◆ **Assignment**
Present each line of the entries below that holds the word "banner".

◆ **Information supplied**
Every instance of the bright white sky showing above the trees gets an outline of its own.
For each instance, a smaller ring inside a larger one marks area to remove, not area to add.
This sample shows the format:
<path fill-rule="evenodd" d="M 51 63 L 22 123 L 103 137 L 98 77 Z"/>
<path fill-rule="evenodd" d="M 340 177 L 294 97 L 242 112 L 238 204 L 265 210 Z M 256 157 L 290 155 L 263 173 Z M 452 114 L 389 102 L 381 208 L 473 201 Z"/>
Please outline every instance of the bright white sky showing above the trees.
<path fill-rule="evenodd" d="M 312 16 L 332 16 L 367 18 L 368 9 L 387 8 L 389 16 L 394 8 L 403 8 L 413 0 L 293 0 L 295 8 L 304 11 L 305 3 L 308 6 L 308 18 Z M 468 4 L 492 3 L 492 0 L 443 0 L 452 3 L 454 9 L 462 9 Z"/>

==

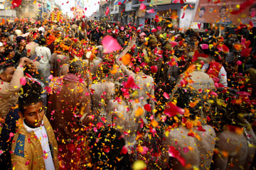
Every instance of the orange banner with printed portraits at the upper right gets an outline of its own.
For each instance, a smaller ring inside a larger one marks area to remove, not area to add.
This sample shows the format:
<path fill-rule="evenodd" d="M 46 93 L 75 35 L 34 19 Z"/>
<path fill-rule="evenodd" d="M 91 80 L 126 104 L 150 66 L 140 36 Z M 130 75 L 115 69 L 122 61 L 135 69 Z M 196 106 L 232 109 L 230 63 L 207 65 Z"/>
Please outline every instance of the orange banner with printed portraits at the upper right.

---

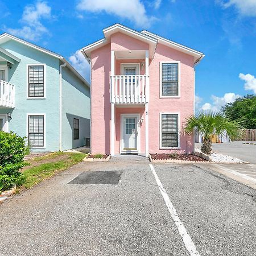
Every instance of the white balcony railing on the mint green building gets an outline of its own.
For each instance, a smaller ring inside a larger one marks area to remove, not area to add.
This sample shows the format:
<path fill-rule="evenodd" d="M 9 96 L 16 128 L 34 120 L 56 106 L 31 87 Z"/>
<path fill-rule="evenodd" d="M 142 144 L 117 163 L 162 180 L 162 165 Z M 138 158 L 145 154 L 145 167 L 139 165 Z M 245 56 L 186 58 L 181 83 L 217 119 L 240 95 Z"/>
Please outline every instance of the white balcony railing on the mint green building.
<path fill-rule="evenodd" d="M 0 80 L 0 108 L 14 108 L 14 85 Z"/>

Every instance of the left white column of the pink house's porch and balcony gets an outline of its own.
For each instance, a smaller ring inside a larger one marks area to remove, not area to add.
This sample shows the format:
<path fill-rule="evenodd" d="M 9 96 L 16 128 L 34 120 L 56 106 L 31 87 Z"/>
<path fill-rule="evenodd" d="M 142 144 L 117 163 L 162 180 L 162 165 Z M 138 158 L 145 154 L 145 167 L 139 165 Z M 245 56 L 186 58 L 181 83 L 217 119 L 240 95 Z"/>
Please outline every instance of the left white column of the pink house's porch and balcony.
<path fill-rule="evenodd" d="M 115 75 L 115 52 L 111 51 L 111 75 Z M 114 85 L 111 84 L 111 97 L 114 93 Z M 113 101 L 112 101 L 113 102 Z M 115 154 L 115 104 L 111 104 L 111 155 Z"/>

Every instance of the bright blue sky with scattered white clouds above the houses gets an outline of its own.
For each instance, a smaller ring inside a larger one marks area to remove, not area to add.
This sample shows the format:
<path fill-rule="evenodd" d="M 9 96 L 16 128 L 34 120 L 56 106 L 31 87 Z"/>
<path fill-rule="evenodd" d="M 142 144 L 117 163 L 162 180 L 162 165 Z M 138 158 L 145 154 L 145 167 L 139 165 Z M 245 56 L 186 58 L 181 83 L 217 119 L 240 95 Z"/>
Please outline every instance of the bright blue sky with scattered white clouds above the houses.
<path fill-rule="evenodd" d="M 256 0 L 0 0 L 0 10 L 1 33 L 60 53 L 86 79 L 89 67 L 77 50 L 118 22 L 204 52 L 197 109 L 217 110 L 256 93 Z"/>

◆ **Response area**
Every instance of the orange banner with printed portraits at the upper right gets an outline of its own.
Please outline every instance of the orange banner with printed portraits at the upper right.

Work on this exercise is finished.